### 任务说明
请抄写下方关于Hadoop自定义Writable的文本中从“hadoop虽然已经实现了一”开始、到“Settings | File Templates.”结束的部分，一字不改。

### 提取文本
◆ ◆ ◆ ◆

自定义Writable、RawComparatorWritable、comparators（转）

自定义Writable、RawComparatorWritable、comparators（转）
自定义Writable

hadoop虽然已经实现了一些非常有用的Writable，而且你可以使用他们的组合做很多事情，但是如果你想构造一些更加复杂的结果，你可以自定义Writable来达到你的目的,我们以注释的方式对自定义Writable进行讲解（不许说我只帖代码占篇幅哦，姿势写在注释里了）：
[java] view plain copy
1. package com.sweetop.styhadoop;
3. import org.apache.hadoop.io.Text;
4. import org.apache.hadoop.io.WritableComparable;
6. import java.io.DataInput;
7. import java.io.DataOutput;
8. import java.io.IOException;
10. /**
11. * Created with IntelliJ IDEA.
12. * User: lastsweetop
13. * Date: 13-7-17
14. * Time: 下午8:50
15. * To change this template use File | Settings | File Templates.

◆ ◆ ◆ ◆

### 存储记录
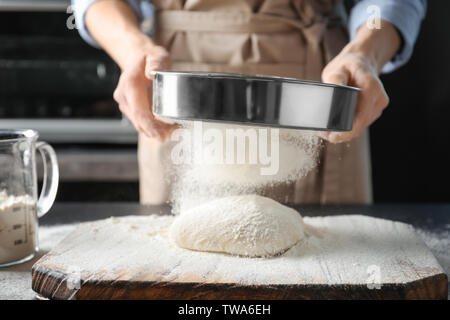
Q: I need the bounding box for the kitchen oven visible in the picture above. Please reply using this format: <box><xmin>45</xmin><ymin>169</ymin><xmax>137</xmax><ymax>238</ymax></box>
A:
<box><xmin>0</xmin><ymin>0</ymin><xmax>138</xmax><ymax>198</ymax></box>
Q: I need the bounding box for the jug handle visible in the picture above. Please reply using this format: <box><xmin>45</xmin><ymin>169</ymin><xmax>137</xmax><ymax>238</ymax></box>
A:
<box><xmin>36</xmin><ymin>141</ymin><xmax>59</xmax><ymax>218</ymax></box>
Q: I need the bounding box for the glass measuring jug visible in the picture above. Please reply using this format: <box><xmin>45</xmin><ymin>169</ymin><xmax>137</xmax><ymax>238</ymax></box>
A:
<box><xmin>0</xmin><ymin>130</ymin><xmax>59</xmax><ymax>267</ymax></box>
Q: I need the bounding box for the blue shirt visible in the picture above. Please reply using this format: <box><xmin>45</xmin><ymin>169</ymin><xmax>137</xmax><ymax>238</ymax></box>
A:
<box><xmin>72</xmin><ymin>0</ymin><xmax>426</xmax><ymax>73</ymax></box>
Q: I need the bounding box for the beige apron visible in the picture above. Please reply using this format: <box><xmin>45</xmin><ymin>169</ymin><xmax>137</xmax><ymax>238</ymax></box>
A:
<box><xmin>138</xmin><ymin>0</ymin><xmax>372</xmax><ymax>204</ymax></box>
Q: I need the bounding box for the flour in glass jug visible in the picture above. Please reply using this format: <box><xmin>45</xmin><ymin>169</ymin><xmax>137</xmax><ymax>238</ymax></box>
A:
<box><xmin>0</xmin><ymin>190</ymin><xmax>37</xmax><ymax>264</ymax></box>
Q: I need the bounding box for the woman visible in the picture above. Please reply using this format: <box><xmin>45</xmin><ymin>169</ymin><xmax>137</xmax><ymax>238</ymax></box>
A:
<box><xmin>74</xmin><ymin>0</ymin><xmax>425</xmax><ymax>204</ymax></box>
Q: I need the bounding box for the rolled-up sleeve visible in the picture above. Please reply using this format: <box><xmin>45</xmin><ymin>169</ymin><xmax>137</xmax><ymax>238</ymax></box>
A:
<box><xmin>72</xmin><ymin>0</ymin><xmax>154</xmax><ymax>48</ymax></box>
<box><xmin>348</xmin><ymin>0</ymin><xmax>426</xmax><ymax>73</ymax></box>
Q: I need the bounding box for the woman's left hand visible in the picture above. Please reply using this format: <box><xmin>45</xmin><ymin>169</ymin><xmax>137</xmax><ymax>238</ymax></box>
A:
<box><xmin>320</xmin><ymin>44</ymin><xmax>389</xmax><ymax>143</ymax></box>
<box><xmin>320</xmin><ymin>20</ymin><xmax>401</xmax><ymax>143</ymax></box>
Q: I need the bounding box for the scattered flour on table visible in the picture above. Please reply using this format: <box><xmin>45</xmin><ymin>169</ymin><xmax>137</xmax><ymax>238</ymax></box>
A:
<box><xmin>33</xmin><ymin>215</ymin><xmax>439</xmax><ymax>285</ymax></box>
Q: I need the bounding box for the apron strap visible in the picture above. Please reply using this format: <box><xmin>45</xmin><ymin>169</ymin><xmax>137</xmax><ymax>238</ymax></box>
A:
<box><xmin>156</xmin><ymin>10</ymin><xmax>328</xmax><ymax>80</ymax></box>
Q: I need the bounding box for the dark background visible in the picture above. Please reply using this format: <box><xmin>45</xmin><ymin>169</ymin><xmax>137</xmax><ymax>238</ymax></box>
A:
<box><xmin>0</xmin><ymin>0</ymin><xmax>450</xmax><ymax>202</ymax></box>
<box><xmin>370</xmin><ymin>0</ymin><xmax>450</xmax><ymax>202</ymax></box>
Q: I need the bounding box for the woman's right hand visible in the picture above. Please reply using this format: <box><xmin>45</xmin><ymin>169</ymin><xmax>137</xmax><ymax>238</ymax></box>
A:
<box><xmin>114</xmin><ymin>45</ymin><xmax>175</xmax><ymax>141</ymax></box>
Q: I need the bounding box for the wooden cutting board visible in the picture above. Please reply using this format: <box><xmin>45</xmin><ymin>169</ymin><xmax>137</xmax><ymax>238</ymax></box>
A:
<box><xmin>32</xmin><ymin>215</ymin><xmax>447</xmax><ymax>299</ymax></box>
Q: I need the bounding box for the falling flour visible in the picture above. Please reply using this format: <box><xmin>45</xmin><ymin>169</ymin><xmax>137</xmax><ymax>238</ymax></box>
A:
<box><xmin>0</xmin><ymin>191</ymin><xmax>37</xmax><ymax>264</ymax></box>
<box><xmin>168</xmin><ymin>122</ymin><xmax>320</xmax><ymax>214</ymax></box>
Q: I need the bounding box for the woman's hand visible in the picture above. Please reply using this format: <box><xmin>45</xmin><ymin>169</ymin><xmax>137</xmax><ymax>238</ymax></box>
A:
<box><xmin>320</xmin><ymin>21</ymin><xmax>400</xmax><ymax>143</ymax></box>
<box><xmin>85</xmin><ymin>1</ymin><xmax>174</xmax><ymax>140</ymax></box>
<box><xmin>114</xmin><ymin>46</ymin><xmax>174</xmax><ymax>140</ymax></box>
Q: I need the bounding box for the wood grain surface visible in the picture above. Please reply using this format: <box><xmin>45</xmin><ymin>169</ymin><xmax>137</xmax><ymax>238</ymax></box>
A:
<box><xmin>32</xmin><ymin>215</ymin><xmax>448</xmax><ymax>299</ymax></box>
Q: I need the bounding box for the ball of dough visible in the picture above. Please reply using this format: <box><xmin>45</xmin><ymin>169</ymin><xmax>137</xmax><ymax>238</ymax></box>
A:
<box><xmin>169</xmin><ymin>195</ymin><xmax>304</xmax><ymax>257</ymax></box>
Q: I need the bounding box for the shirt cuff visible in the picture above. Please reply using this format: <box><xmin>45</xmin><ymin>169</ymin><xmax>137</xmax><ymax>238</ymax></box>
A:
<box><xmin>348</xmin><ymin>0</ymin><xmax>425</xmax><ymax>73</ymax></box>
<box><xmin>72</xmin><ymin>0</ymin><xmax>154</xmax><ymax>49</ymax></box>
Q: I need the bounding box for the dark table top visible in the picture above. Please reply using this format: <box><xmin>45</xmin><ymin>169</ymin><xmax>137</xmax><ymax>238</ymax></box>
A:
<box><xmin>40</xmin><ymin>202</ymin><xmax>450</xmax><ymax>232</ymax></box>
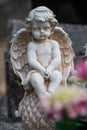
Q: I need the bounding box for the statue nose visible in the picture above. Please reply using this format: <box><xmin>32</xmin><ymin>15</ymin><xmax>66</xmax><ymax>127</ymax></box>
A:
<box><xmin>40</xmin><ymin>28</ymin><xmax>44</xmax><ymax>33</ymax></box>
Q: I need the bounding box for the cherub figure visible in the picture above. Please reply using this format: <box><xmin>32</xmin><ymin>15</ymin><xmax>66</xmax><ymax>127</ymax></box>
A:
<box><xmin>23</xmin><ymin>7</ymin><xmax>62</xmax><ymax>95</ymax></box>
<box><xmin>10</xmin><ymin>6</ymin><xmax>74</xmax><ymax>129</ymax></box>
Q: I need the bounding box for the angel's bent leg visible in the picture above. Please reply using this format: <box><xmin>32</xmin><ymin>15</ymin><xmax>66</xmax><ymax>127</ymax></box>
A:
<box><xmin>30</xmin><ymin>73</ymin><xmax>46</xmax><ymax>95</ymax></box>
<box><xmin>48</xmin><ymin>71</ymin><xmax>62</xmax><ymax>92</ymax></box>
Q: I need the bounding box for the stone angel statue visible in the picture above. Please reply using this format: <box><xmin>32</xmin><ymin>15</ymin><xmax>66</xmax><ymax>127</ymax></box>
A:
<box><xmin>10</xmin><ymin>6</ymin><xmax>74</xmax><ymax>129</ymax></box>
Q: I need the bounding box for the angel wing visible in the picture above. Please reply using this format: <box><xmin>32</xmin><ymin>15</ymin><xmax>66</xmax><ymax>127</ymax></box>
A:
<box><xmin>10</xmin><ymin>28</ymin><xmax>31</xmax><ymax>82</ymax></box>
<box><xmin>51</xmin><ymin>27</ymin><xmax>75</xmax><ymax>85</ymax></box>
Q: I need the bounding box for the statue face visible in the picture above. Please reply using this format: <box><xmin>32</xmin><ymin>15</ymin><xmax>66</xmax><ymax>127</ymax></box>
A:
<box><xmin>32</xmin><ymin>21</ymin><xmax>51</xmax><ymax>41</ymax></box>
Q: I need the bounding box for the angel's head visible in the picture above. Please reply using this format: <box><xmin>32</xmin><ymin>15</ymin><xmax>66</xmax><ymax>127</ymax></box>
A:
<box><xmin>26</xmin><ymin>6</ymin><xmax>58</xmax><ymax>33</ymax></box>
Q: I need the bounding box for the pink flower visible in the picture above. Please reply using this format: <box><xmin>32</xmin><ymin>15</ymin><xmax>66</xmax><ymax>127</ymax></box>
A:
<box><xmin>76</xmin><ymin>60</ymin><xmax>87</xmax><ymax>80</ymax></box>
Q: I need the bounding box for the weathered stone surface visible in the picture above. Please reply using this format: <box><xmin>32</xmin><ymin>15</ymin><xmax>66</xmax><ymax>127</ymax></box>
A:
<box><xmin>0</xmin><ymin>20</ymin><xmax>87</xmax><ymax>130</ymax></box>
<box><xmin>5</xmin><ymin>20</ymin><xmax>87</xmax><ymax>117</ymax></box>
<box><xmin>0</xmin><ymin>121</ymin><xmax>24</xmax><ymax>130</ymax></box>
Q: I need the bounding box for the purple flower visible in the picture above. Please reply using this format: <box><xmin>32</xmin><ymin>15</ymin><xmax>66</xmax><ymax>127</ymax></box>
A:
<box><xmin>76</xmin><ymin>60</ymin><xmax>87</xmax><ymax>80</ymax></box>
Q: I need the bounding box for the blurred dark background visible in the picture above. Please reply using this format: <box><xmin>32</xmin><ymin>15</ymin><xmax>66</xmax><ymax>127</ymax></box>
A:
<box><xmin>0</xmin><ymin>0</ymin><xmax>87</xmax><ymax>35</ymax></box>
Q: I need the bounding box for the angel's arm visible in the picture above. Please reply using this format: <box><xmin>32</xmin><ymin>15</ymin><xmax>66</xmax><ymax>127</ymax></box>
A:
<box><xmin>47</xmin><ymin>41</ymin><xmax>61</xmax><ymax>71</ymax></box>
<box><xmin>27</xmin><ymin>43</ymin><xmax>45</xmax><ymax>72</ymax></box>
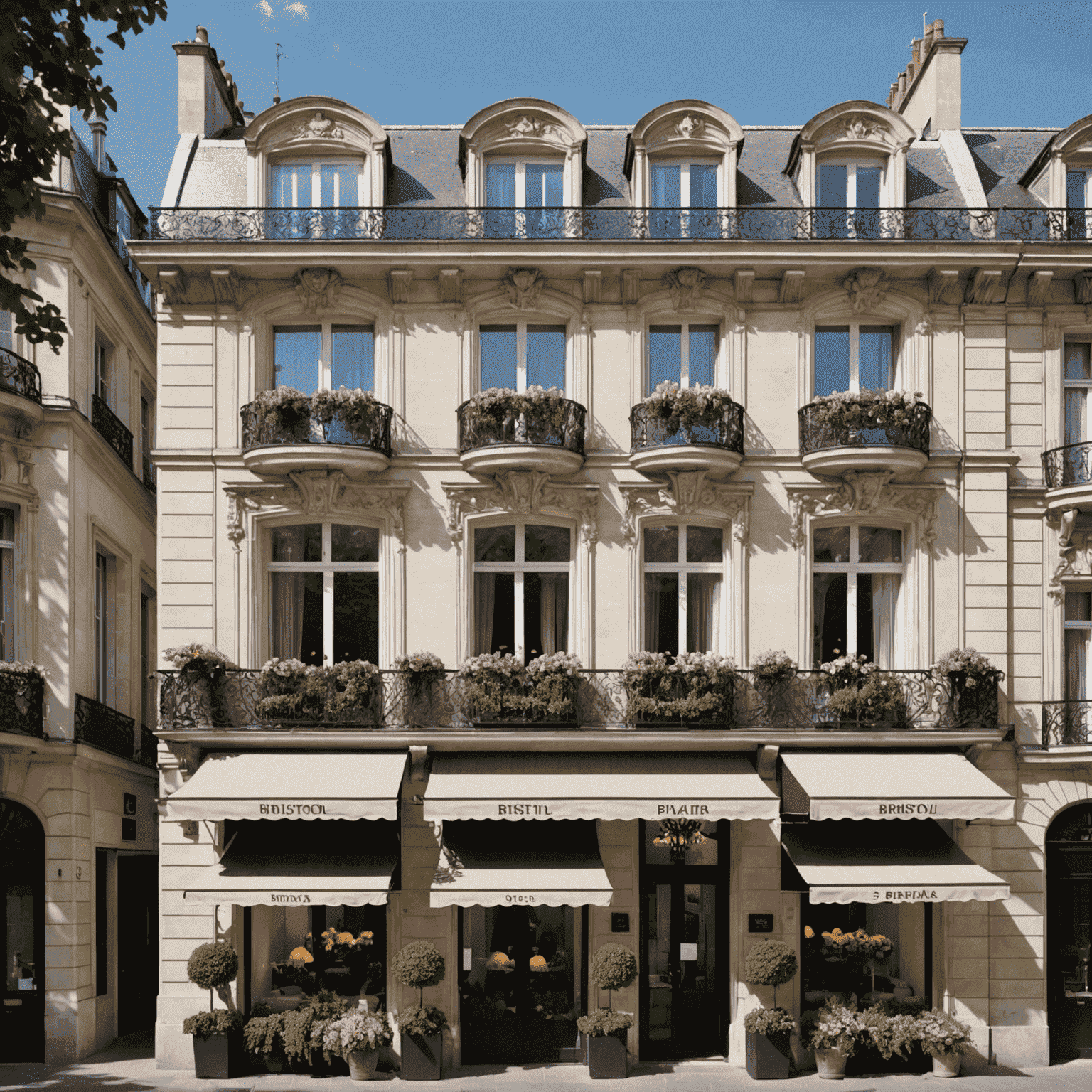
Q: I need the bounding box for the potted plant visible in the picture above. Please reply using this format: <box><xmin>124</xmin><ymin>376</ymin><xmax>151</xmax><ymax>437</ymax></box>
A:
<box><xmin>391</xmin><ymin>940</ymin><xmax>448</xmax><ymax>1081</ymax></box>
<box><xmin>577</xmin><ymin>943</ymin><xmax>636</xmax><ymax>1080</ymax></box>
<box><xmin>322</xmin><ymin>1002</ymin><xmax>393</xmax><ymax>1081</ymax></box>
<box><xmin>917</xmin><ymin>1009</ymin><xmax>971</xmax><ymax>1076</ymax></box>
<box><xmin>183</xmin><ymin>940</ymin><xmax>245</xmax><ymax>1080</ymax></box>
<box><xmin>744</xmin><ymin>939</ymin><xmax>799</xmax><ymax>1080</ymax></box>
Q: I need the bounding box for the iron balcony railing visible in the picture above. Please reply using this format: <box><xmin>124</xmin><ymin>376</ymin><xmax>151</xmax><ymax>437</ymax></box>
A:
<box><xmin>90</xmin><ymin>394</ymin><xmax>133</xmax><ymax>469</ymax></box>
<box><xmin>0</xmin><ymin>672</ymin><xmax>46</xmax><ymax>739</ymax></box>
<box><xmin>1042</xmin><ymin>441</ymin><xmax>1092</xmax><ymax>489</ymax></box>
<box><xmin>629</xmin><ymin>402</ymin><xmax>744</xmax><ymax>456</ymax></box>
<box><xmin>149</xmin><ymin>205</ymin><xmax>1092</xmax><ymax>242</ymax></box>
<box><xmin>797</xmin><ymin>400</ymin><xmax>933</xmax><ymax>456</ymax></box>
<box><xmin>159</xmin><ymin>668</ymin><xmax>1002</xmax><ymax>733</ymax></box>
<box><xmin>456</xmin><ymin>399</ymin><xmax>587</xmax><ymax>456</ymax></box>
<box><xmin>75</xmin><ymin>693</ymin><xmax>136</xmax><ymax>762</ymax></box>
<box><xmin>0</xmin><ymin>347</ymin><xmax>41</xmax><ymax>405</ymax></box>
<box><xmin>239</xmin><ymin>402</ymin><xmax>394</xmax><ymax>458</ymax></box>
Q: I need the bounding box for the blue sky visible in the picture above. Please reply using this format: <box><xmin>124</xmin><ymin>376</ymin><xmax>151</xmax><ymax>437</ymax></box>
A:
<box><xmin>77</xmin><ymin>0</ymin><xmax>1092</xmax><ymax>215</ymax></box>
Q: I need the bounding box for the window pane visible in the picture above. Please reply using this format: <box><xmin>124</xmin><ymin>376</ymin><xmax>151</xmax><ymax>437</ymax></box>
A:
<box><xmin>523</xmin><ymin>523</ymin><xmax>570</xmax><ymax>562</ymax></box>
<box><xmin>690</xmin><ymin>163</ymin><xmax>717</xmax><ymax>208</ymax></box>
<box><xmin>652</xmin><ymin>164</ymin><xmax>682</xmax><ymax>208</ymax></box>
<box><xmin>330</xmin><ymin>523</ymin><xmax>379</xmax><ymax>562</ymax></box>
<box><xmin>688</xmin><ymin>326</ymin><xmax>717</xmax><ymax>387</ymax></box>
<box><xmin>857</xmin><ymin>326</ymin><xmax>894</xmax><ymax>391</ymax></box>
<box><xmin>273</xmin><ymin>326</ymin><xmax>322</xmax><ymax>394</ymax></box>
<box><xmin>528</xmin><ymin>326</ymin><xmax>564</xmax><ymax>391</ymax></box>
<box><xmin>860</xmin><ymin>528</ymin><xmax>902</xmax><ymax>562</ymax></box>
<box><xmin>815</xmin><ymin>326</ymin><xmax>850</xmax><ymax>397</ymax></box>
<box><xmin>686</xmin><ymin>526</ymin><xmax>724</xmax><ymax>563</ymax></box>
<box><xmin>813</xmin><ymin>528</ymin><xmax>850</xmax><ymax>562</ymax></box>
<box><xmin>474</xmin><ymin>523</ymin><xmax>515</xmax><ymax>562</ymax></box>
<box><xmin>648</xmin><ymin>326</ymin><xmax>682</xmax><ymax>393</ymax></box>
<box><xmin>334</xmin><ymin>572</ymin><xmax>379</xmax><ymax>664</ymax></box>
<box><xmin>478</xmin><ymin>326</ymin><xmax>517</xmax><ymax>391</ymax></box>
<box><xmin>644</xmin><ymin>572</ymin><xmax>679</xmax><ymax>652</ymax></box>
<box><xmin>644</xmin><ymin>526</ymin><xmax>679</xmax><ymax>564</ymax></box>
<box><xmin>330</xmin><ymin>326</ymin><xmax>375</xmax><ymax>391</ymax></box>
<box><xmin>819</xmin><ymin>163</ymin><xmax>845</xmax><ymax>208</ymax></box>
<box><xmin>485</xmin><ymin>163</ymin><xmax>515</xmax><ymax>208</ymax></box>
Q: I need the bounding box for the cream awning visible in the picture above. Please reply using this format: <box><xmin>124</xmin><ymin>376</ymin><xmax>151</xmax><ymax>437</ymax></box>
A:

◆ ◆ ◆ ◆

### 本题作答
hadoop虽然已经实现了一些非常有用的Writable，而且你可以使用他们的组合做很多事情，但是如果你想构造一些更加复杂的结果，你可以自定义Writable来达到你的目的,我们以注释的方式对自定义Writable进行讲解（不许说我只帖代码占篇幅哦，姿势写在注释里了）：
[java] view plain copy
1. package com.sweetop.styhadoop;
3. import org.apache.hadoop.io.Text;
4. import org.apache.hadoop.io.WritableComparable;
6. import java.io.DataInput;
7. import java.io.DataOutput;
8. import java.io.IOException;
10. /**
11. * Created with IntelliJ IDEA.
12. * User: lastsweetop
13. * Date: 13-7-17
14. * Time: 下午8:50
15. * To change this template use File | Settings | File Templates.